## [INSTRUCTIONS FOR THE TASK]
After finding the line that includes "Target: mown grass" in the records below, transcribe it and each line after it through the last, exactly, and add nothing.

## [SUPPLIED ENTRIES]
-----
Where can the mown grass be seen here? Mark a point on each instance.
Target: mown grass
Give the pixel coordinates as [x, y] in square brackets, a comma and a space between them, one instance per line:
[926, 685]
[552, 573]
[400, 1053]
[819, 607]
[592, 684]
-----
## [REPLY]
Target: mown grass
Give the pixel coordinates as [x, y] in square brackets, a comma and a space between them, one instance per line:
[926, 685]
[552, 573]
[400, 1053]
[819, 607]
[592, 684]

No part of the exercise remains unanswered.